### TASK DIRECTIONS
Search the entries for the string "with" and give the number of lines that hold it, nothing more.
*** Block opens ***
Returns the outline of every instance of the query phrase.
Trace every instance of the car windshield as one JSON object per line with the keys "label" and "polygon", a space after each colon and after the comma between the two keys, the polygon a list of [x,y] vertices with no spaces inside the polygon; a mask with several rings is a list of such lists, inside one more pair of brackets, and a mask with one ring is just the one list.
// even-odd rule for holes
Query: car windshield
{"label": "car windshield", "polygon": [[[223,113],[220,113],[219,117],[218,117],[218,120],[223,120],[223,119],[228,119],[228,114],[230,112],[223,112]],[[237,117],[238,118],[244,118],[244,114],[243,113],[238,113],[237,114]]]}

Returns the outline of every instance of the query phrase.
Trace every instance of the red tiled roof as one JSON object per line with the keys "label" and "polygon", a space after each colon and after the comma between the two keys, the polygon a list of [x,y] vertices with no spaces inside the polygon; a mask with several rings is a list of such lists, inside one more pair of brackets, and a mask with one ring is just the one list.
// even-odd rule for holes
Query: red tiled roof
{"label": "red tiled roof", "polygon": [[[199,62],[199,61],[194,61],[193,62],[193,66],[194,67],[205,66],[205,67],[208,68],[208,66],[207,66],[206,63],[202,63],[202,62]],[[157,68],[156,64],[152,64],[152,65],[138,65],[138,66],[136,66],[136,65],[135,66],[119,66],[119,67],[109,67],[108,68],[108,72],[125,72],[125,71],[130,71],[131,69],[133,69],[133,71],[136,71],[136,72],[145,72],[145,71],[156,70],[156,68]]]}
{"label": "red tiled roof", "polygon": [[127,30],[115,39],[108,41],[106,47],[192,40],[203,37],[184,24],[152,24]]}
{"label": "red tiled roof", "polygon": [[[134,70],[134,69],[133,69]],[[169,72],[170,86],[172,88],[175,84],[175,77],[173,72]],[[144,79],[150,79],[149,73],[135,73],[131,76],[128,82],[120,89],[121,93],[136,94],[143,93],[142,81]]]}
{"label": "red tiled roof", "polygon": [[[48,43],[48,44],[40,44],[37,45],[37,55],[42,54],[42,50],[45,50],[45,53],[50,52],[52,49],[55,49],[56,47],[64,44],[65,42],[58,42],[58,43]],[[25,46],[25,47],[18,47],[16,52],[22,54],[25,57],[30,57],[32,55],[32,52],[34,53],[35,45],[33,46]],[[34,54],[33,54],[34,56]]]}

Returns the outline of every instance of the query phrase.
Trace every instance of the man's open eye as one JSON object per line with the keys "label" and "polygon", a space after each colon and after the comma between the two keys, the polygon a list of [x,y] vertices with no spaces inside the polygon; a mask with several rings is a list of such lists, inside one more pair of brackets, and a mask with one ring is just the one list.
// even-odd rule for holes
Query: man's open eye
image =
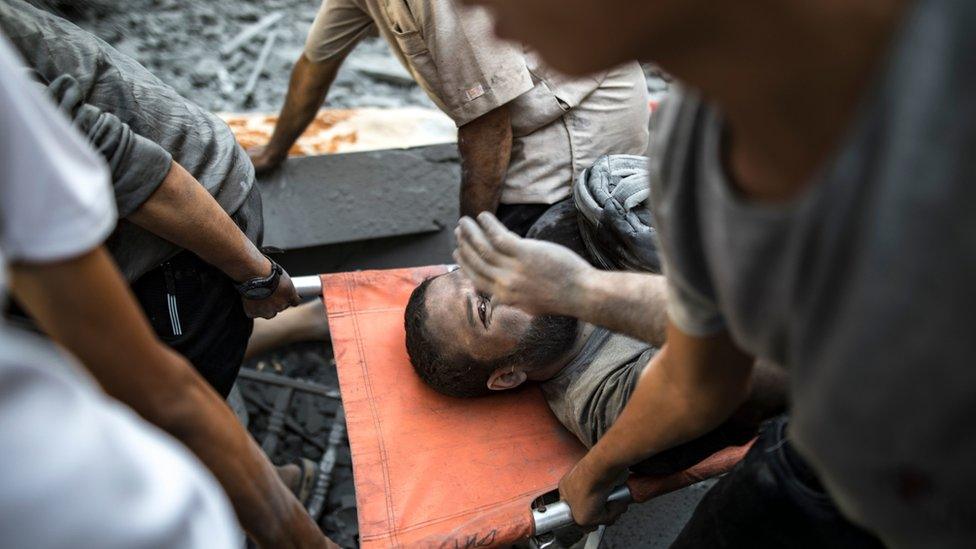
{"label": "man's open eye", "polygon": [[478,318],[488,328],[488,299],[485,296],[478,296]]}

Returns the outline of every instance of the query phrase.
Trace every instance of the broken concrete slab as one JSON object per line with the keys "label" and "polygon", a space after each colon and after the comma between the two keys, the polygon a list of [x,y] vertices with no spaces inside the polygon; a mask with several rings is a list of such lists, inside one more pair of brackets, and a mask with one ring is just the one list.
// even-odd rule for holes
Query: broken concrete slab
*** Block closes ***
### EXERCISE ANSWER
4